# [Source extract]
::::::::::

Tuesday, April 26, 2011

Nabakov's King, Queen, Knave


“Of all my novels this bright brute is the gayest”.

After finishing this novel, I have come to the conclusion that Nabakov’s sense of humour is on a different plane altogether.

The story of King, Queen, Knave is of a queen who, enamoured by a knave, betrays her king and pays the price herself.

On a less dramatic note, it is the story of Dreyer, Martha and Franz set against the backdrop of Berlin. From the first glimpse of the characters in a second class train compartment to the last scene, the author generates no sympathy for any one of them. And it is very seldom that one comes across a book which has no characters to root for.

Martha is a beautiful and intelligent woman who, bored and disgusted by her rich, physically unattractive and self-centered husband, Dreyer, ends up having an affair with a younger man. Her lover, Franz, is the nephew (son of a distant cousin) of Dreyer who has come to Berlin to work in his uncle’s store. He is immediately taken in by his aunt’s charms and falls passionately in love with her. Dreyer, busy with his work and taking a ‘Dreyer’ view of the world at all times, remains completely oblivious to the affair. Franz, to him, is a simple, uncouth country lad - an interesting addition to his household.

Little does he know of the interesting role he plays in his wife's life. Martha goes to the small and dingy accommodations of Franz every other evening while Dreyer is busy at work devising and investing in some new scheme to make money. As these visits increase, Martha finds herself falling so passionately in love with Franz that she can’t stand the thought of living with her husband. After fervid love making she makes elaborate plans of the future with Franz which seem unattainable because of one man. She loathes Dreyer's every move, his every word, his manner, his demeanour; in short, his entire being. Her only hope for a happy life is with Franz and that too, as a widow, a rich one at that.

::::::::::

# [Problems]
A: According to the King, Queen, Knave review, where has Franz come to work?
B: The King, Queen, Knave review lists the things about Dreyer that Martha loathes. Name all of them.
C: Pick up the King, Queen, Knave review right after its last sentence and keep writing it.

::::::::::

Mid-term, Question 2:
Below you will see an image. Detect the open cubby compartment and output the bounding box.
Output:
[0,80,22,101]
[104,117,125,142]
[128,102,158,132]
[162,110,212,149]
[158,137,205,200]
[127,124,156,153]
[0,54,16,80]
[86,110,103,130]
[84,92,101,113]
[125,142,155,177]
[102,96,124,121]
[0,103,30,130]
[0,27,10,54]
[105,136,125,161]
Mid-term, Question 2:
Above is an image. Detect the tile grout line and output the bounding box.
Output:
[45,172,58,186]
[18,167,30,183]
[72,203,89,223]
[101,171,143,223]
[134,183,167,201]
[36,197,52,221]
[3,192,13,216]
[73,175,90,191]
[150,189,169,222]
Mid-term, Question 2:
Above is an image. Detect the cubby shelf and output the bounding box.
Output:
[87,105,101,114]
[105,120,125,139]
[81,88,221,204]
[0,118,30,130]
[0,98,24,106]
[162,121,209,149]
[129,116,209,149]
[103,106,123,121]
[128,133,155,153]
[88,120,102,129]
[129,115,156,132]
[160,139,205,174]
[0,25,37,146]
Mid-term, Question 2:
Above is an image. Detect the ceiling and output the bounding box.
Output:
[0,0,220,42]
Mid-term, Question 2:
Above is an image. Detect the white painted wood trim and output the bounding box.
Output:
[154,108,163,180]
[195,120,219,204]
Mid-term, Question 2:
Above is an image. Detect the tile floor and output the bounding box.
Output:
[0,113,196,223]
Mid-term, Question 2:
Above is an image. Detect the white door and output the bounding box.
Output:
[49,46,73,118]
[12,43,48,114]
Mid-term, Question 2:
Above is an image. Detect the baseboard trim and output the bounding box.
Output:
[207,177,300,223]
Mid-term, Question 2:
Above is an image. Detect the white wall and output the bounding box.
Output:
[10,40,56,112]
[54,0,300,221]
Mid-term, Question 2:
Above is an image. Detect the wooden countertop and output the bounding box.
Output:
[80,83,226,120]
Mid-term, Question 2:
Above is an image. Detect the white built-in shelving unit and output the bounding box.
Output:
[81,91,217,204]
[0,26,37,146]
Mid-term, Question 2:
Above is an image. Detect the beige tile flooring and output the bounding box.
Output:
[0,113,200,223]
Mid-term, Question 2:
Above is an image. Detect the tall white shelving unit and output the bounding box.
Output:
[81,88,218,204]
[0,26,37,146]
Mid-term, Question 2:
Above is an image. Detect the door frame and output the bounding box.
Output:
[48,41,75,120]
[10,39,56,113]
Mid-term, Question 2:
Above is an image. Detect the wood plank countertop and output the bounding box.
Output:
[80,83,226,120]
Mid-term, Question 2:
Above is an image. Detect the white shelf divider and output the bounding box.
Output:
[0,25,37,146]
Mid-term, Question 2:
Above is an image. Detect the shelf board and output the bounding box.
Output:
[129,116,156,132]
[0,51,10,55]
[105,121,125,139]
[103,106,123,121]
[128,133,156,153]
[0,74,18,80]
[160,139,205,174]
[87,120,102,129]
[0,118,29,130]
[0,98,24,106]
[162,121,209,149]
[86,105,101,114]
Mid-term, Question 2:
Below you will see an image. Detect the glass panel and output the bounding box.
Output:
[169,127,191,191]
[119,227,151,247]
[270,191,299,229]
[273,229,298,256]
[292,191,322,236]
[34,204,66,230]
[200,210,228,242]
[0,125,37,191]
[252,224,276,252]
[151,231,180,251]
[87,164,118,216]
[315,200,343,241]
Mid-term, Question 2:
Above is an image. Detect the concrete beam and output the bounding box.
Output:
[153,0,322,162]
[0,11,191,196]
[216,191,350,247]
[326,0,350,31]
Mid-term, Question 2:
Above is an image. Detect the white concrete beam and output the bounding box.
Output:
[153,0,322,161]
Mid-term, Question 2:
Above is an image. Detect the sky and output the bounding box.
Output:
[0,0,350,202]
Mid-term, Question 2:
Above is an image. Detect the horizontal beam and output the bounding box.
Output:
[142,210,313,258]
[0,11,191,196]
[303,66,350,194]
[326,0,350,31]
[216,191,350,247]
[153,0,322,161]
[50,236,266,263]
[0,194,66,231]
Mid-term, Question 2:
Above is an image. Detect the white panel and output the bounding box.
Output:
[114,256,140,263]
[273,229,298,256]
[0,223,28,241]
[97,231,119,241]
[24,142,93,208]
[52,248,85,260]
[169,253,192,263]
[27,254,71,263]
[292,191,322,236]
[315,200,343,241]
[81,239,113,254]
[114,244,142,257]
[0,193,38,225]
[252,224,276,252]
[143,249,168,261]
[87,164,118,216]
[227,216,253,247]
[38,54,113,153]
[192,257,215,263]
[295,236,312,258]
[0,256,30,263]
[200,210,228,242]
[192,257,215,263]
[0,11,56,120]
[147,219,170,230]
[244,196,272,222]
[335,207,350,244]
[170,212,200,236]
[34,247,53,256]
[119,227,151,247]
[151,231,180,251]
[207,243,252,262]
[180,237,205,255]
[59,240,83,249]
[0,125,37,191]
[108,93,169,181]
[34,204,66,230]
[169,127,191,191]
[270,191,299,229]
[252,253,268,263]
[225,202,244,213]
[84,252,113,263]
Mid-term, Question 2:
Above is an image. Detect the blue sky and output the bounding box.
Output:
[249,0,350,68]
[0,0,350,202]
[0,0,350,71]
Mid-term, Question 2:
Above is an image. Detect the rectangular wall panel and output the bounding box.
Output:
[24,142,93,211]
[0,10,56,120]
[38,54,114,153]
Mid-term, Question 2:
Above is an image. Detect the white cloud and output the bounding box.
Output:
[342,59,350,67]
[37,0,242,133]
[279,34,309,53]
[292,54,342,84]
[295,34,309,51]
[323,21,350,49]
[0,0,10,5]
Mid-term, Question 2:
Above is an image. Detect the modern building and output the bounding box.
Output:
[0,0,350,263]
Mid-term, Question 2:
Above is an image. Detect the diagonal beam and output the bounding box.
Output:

::::::::::

# [Per-task outputs]
A: In his uncle Dreyer's store in Berlin.

B: His every move, his every word, his manner, and his demeanour.

C:
Martha is a selfish woman who uses her physical beauty to trap Franz into complete obedience. He  is a mere puppet in her hands and her hold is such that he is willing to carry out the murder of his uncle for her happiness. There are moments in the book where he does appear wary of the murder plan but one look, one touch and Franz is putty in Martha’s hands. ‘Frailty, thy name is woman!’

The one character I did root for was Tom, Dreyer's ignored Alsatian. The auto mannequins were an interesting distraction, an invention in which Dreyer was investing for his store (and which, sort of, save his life), and were symbolic of the three principal characters of the book. Their fate, revealed to the reader a little before the end, reflects that of Martha, Dreyer and Franz. The ending of the book does take the reader by surprise making the book an entertaining read.

Nabakov’s son prepared a literal translation of the book in 1966, to which Nabakov made some significant changes, forty years after the debut of the original work. The beauty of the language and the subtlety in the text does leave one spell bound, which comes as no surprise.

A film adaptation, directed by Jerzy Skolimowski and starring Gina Lollobrigida, David Niven and John Moulder-Brown, was released in 1972 (Source: Wikipedia) and I have yet to get my hands on it.

In some very remote ways, this book is similar to Emile Zola’s Thérése Raquin. Both have themes of adultery, murder and guilt. Zola’s book is dark and horrifying; whereas Nabakov’s narrative is simple and ironic. And both husbands, Camille (Thérése Raquin) and Dreyer can't swim!

Note to reader: learn swimming.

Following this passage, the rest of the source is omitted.